• _MATERIAL FOR THE TASK_:

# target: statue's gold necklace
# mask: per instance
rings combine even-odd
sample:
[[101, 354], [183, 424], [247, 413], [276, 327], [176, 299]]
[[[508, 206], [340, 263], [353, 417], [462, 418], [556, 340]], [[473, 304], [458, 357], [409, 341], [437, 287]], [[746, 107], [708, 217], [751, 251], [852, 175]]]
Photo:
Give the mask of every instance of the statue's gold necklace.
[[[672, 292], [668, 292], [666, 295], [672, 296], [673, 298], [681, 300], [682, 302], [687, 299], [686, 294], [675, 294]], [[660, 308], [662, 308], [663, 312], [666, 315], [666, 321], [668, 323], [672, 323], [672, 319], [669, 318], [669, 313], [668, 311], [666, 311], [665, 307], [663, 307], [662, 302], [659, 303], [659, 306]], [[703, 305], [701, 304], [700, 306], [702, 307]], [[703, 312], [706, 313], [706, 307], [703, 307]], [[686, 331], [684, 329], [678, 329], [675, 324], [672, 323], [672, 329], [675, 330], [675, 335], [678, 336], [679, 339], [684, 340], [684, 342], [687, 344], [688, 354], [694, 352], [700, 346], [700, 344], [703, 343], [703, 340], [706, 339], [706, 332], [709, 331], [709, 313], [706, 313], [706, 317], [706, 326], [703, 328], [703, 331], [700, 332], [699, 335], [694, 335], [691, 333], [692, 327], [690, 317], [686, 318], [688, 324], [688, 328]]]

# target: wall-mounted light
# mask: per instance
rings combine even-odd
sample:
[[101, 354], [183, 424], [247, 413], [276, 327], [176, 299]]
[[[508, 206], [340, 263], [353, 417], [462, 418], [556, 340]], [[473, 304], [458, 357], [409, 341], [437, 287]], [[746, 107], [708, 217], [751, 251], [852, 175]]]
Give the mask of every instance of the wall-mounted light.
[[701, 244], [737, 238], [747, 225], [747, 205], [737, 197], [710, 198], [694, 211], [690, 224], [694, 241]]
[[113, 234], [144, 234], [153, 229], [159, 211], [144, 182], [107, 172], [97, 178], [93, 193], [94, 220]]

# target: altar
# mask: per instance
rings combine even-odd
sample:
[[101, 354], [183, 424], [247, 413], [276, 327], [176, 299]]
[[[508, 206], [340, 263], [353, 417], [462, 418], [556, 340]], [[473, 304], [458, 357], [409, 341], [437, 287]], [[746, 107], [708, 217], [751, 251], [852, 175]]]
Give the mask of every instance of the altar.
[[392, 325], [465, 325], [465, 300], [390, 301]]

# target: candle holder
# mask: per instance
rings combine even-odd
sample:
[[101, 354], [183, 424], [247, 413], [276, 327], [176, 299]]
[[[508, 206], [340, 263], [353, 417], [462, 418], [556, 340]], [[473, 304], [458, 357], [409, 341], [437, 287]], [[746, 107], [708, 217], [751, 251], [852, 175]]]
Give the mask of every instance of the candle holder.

• _WORK INSTRUCTION_:
Every line of the listing needs to be written out exactly.

• _YOUR SOLUTION_:
# target: statue's gold necklace
# mask: per instance
rings combine even-odd
sample:
[[101, 354], [183, 424], [247, 413], [276, 327], [176, 299]]
[[[508, 206], [340, 263], [353, 417], [462, 418], [556, 340]], [[473, 304], [458, 357], [409, 341], [437, 287]], [[746, 107], [708, 217], [751, 251], [852, 175]]]
Photo:
Give the mask of every instance of the statue's gold necklace.
[[[672, 292], [668, 292], [666, 295], [672, 296], [673, 298], [681, 300], [682, 302], [687, 299], [686, 294], [675, 294]], [[660, 308], [662, 308], [663, 312], [666, 315], [666, 321], [668, 323], [672, 323], [672, 319], [669, 318], [669, 313], [668, 311], [666, 311], [665, 307], [663, 307], [662, 302], [659, 303], [659, 306]], [[703, 305], [701, 304], [700, 306], [702, 307]], [[703, 312], [706, 313], [706, 307], [703, 307]], [[686, 331], [684, 329], [678, 329], [675, 324], [672, 323], [672, 329], [675, 330], [675, 335], [678, 336], [679, 339], [684, 340], [684, 342], [687, 344], [688, 354], [694, 352], [700, 346], [700, 344], [703, 343], [703, 340], [706, 339], [706, 332], [709, 331], [709, 313], [706, 313], [706, 317], [706, 326], [703, 328], [703, 331], [700, 332], [699, 335], [694, 335], [691, 333], [692, 327], [690, 317], [686, 318], [688, 324], [688, 328]]]

# target: wall-mounted light
# mask: per instance
rings combine even-odd
sample:
[[101, 354], [183, 424], [247, 413], [276, 327], [176, 299]]
[[[508, 206], [340, 263], [353, 417], [462, 418], [556, 340]], [[473, 304], [458, 357], [409, 341], [437, 287]], [[746, 107], [708, 217], [751, 251], [852, 175]]]
Give the mask of every instance of the wall-mounted light.
[[701, 244], [737, 238], [747, 225], [747, 205], [737, 197], [710, 198], [694, 211], [690, 224], [694, 241]]
[[113, 234], [144, 234], [153, 229], [159, 211], [144, 182], [107, 172], [97, 178], [93, 193], [94, 220]]

# target: altar
# mask: per instance
rings combine even-odd
sample:
[[101, 354], [183, 424], [247, 413], [276, 327], [176, 299]]
[[[508, 206], [340, 263], [353, 417], [462, 418], [556, 340]], [[473, 304], [458, 357], [409, 341], [437, 287]], [[746, 107], [708, 217], [751, 251], [852, 175]]]
Give the mask of every instance of the altar.
[[392, 325], [465, 325], [465, 300], [390, 301]]

# target: candle holder
# mask: per instance
rings combine even-odd
sample:
[[101, 354], [183, 424], [247, 413], [276, 327], [176, 299]]
[[[508, 206], [340, 263], [353, 417], [462, 418], [556, 340]], [[473, 304], [458, 357], [409, 341], [437, 287]], [[746, 107], [708, 217], [751, 251], [852, 175]]]
Give the mask of every instance of the candle holder.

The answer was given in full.